- _What you will do_:
From the entries that follow, reproduce exactly and only the lines from the line with "Where can the green bike" to the line with "Where can the skateboard wheel", endpoints included.

- _Dataset entries_:
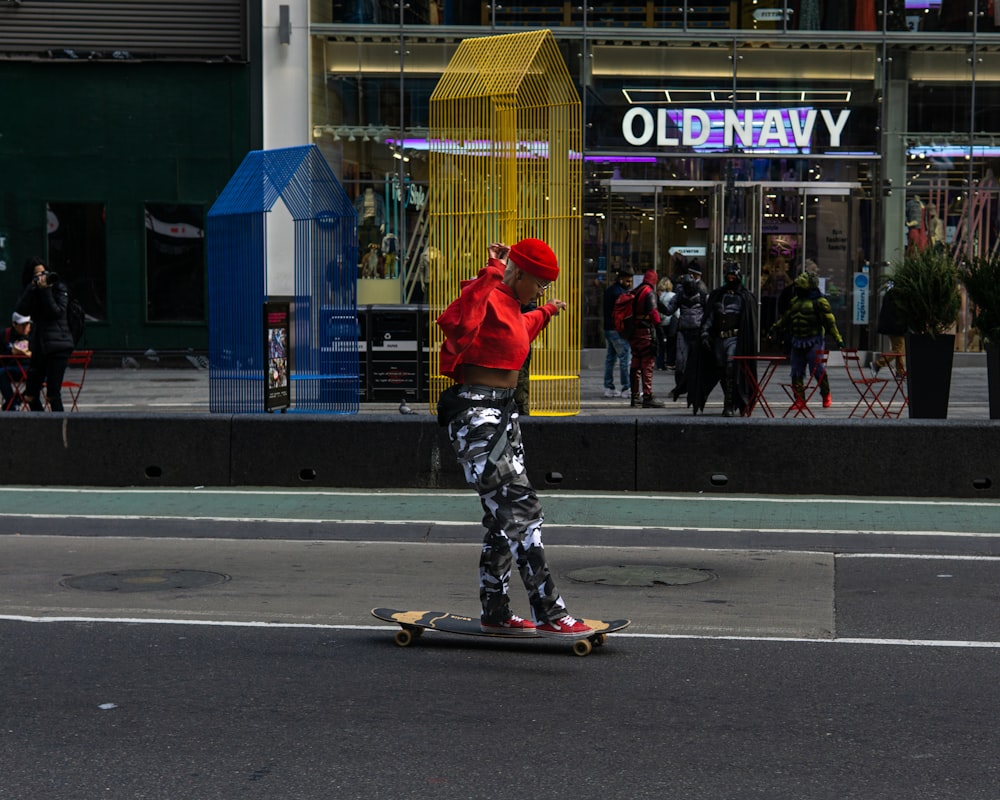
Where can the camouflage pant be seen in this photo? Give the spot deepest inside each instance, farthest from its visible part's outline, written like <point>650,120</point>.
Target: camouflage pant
<point>513,515</point>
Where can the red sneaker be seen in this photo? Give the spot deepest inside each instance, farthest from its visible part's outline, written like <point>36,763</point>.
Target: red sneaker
<point>514,626</point>
<point>565,627</point>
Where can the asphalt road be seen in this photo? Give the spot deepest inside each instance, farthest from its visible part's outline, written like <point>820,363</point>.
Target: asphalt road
<point>177,654</point>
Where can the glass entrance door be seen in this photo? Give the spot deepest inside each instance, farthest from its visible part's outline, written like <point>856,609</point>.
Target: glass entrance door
<point>772,230</point>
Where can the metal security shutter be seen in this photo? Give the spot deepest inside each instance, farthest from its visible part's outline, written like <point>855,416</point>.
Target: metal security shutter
<point>124,29</point>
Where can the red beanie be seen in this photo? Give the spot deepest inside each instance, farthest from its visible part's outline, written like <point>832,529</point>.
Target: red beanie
<point>536,258</point>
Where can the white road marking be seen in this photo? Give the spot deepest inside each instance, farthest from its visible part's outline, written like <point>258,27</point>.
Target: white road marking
<point>952,643</point>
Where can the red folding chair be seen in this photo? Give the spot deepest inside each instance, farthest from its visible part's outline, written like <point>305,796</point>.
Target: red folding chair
<point>80,359</point>
<point>869,387</point>
<point>16,369</point>
<point>809,388</point>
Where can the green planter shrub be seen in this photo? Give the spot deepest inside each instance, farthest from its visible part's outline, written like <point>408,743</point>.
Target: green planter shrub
<point>926,291</point>
<point>981,277</point>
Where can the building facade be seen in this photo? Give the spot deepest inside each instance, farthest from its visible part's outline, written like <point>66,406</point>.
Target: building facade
<point>122,121</point>
<point>778,133</point>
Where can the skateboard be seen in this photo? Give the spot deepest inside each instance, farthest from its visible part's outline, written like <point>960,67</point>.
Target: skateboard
<point>413,623</point>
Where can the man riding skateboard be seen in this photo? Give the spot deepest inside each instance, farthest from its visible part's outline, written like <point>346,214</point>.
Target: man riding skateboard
<point>487,340</point>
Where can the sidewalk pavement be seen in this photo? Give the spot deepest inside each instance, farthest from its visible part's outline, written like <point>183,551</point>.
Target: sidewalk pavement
<point>153,388</point>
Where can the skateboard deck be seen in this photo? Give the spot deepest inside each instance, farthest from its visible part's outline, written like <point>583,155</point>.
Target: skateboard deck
<point>413,623</point>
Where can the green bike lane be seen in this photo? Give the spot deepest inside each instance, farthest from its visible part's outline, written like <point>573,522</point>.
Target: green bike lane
<point>903,522</point>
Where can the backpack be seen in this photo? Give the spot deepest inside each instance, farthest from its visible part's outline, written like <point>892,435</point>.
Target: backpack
<point>76,317</point>
<point>623,311</point>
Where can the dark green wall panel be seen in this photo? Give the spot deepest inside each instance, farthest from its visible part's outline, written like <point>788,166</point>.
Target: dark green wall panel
<point>122,134</point>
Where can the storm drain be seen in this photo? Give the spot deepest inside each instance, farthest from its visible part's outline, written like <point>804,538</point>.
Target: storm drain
<point>144,580</point>
<point>632,575</point>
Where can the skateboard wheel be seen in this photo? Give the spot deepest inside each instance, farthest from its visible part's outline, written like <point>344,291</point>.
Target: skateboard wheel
<point>403,638</point>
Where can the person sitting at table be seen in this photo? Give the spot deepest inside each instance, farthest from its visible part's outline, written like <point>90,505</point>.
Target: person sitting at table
<point>14,342</point>
<point>810,319</point>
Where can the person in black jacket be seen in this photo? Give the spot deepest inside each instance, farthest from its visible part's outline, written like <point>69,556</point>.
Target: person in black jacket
<point>889,325</point>
<point>45,299</point>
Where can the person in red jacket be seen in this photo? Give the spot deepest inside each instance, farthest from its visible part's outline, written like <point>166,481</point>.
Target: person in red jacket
<point>486,341</point>
<point>643,340</point>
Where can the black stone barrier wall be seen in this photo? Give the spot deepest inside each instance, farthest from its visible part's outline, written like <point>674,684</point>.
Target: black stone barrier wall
<point>899,458</point>
<point>115,450</point>
<point>371,451</point>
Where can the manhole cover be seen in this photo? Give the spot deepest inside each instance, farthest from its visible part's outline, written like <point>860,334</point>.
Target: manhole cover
<point>630,575</point>
<point>144,580</point>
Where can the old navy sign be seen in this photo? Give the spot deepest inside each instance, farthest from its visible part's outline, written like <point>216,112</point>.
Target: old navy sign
<point>749,129</point>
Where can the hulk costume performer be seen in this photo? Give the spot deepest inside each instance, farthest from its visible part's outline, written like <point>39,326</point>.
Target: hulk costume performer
<point>808,319</point>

- _Output below_:
Where can the green bike lane be seen in this photo? Give the spot deepest inside each instance, farthest from its visible part's outline, written like <point>573,522</point>.
Target: green bike lane
<point>903,522</point>
Where can the backpack be seen in this photo? Give the spot deepest inside each instance, farthest from its visible part's outline, written like <point>892,435</point>.
Target: backpack
<point>76,317</point>
<point>623,311</point>
Where can the dark green wall panel be seen in this photo? Give the spot deepest inside each instance, farthest from its visible part's outline, written like <point>788,166</point>.
Target: dark green wall panel
<point>122,134</point>
Where can the storm drain be seen in this photo? Give the spot deepest inside each instance, farthest from its visible part's outline, written like <point>804,538</point>.
Target: storm drain
<point>144,580</point>
<point>632,575</point>
Where can the skateboard wheel be seen in this photo? Give the spot deepest inside each instance, farthest from its visible part's outline, written like <point>344,291</point>.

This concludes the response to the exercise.